▶ _What you need to do_: Each line from the one holding "Objective — a point for each instance of the green vegetation" to the end of the data below must be output verbatim, with no other lines.

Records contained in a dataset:
——————

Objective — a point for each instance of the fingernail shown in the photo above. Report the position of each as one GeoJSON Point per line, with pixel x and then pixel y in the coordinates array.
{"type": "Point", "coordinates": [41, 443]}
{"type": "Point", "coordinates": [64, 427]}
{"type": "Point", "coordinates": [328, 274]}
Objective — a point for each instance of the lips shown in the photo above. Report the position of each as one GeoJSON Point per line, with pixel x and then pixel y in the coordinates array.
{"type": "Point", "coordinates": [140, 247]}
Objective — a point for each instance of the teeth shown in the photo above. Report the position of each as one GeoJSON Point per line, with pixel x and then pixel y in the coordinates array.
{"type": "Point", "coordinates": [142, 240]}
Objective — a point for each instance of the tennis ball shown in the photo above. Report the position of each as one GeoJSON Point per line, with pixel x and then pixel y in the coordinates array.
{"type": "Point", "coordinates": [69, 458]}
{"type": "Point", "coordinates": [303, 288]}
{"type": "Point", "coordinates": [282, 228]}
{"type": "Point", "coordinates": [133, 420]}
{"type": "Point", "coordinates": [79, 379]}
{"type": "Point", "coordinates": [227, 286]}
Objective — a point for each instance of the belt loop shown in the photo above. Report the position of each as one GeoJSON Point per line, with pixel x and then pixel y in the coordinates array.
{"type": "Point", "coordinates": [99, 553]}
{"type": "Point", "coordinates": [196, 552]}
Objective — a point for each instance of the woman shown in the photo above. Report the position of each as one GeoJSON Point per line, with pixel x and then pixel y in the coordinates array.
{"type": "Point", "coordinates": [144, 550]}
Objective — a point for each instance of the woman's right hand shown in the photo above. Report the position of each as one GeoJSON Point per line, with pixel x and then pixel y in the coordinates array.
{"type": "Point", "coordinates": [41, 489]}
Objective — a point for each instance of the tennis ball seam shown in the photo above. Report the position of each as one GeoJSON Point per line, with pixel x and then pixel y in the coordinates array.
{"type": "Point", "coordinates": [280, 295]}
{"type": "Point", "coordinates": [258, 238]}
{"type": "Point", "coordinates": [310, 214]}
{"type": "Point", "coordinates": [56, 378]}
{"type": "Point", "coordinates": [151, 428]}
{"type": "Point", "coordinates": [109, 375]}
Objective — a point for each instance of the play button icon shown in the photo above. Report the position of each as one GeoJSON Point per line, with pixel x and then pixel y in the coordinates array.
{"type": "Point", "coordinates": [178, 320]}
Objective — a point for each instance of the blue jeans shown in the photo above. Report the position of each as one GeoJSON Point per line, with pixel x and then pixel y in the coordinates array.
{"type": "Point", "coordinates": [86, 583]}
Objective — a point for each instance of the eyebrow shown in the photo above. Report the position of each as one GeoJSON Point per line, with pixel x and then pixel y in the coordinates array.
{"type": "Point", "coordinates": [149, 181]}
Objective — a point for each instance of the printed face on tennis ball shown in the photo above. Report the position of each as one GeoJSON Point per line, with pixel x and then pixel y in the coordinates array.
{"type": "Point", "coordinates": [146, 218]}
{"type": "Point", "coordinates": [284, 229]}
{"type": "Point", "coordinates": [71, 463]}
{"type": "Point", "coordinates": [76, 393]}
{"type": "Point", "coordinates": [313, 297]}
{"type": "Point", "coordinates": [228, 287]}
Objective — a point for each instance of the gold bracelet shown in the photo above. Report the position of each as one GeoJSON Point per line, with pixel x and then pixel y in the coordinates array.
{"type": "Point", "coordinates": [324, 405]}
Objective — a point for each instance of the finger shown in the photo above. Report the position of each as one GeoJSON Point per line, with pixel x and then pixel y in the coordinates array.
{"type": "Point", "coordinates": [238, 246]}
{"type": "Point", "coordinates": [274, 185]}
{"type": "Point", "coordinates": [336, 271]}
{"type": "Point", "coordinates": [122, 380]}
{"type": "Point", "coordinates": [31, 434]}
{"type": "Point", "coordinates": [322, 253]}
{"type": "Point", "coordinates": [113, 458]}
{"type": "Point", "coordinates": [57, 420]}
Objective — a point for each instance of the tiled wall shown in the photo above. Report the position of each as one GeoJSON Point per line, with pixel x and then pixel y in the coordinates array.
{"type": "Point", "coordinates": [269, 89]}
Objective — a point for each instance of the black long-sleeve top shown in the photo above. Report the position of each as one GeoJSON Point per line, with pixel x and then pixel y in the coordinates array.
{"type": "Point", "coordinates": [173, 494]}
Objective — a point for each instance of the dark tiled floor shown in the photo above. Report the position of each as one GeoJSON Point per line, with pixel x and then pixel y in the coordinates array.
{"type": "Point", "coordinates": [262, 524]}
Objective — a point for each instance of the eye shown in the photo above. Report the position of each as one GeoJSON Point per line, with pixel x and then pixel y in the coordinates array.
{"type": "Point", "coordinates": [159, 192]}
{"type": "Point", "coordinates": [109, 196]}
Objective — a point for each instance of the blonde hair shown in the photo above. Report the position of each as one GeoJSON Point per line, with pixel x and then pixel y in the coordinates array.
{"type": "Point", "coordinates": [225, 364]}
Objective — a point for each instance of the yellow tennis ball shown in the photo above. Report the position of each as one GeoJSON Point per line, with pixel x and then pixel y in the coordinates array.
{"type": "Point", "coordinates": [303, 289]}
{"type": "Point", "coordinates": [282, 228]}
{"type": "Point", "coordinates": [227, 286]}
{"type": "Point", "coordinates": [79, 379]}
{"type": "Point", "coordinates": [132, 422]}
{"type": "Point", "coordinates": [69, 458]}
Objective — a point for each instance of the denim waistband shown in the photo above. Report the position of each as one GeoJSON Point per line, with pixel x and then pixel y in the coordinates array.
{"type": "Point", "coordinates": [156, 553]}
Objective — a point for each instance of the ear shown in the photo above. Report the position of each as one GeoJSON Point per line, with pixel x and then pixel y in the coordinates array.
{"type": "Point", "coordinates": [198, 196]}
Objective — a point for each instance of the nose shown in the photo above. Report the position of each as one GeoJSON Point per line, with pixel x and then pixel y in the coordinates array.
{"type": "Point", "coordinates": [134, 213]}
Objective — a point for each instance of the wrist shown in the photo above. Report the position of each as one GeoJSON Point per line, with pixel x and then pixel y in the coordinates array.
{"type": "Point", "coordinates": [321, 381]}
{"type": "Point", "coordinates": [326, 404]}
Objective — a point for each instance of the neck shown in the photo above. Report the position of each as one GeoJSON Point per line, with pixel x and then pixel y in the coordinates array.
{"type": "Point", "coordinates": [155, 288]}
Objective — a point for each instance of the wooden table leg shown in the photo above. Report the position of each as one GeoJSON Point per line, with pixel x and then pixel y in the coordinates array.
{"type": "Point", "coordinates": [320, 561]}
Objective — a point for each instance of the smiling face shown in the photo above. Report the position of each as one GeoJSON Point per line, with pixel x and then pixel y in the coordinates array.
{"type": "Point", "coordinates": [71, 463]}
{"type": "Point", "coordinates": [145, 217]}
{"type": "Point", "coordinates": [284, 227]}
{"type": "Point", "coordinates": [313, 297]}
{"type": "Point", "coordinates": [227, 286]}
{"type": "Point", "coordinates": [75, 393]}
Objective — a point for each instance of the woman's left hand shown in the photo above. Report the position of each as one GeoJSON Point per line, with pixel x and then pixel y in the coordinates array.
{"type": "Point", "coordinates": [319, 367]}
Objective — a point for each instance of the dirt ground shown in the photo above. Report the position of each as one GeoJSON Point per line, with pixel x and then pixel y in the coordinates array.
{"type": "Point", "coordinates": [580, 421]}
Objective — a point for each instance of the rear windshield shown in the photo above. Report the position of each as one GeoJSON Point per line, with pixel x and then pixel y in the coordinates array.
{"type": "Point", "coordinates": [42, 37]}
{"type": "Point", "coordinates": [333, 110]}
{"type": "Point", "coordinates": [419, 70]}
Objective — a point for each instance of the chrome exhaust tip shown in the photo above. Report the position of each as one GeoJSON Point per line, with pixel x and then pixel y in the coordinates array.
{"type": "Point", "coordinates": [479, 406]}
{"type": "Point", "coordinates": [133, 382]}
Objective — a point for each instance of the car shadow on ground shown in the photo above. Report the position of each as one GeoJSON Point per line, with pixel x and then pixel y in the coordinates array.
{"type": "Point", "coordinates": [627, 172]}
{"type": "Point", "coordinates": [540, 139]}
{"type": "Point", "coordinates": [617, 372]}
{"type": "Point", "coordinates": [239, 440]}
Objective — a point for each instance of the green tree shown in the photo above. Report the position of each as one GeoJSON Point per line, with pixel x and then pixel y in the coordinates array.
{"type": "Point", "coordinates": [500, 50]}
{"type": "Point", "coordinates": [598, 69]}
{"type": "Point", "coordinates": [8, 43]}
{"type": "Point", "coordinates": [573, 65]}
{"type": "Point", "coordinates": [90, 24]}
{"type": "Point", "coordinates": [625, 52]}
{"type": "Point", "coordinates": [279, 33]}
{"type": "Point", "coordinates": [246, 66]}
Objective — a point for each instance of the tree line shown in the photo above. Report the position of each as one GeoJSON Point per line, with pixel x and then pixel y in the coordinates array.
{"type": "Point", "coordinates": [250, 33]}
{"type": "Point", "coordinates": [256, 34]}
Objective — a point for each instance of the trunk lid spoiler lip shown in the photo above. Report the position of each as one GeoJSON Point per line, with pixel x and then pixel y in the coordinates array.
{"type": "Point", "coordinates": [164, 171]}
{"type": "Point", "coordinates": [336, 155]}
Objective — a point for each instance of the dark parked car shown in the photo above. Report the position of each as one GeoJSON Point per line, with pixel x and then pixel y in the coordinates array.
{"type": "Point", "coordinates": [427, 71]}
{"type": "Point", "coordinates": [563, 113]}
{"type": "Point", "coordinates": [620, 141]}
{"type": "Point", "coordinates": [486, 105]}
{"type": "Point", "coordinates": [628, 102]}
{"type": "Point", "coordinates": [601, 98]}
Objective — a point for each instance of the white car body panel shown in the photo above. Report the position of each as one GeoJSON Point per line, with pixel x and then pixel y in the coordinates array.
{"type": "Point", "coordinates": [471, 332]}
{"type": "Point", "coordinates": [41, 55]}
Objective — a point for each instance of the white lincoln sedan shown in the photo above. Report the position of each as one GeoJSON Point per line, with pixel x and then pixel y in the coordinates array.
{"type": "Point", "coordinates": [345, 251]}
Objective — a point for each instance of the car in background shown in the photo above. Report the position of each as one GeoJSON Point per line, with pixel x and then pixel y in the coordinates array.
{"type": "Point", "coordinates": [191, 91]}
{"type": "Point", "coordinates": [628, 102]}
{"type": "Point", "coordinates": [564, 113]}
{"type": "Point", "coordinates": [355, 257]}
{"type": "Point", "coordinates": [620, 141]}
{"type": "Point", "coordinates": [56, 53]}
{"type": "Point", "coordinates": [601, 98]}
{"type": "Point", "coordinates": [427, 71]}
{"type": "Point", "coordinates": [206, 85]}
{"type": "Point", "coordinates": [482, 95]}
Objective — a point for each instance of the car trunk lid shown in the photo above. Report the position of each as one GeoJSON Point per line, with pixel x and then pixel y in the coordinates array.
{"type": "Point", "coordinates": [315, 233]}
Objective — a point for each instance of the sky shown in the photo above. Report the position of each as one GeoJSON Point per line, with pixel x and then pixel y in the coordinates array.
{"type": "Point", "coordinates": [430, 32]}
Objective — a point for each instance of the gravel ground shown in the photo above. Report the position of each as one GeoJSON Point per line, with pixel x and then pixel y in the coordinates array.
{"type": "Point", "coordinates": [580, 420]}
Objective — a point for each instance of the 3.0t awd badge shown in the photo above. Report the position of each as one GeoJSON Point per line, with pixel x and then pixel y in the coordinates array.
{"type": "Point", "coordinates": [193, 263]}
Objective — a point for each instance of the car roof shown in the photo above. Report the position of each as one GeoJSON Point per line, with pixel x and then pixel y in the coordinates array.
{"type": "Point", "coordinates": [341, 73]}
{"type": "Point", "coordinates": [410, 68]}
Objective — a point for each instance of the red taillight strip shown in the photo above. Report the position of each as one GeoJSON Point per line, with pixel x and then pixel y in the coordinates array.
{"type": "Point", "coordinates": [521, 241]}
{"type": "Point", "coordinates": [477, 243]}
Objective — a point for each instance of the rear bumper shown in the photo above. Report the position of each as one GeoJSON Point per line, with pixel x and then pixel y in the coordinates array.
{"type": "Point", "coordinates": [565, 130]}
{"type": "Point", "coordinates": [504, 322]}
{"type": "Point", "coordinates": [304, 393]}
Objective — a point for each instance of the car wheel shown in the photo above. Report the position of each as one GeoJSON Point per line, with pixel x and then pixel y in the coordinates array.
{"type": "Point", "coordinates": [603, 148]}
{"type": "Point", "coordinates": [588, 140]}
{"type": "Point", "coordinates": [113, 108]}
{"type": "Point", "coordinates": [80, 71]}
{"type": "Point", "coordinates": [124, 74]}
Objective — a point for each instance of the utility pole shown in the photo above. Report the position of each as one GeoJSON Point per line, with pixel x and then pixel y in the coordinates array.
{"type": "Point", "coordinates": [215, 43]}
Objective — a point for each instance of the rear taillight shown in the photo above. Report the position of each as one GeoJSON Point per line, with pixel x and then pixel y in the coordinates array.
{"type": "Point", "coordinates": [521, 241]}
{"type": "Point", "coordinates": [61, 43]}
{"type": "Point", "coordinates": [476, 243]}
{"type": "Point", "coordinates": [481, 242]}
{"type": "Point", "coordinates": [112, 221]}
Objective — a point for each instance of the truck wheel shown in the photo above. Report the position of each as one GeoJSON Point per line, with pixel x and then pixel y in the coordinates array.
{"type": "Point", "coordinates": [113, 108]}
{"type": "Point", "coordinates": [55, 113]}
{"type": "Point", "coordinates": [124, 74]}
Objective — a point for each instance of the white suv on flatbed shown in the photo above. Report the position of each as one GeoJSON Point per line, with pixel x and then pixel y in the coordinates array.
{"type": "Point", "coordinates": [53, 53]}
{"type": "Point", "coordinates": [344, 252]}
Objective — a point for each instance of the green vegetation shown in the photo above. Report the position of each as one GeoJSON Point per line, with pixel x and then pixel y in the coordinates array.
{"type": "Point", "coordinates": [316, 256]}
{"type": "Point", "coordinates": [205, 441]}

——————

▶ _Exercise response_:
Objective — a point for each instance of the green vegetation shown in the photo above. Report the position of each as one GeoJSON Point per line, with pixel x and then pixel y in the coordinates array.
{"type": "Point", "coordinates": [316, 256]}
{"type": "Point", "coordinates": [205, 441]}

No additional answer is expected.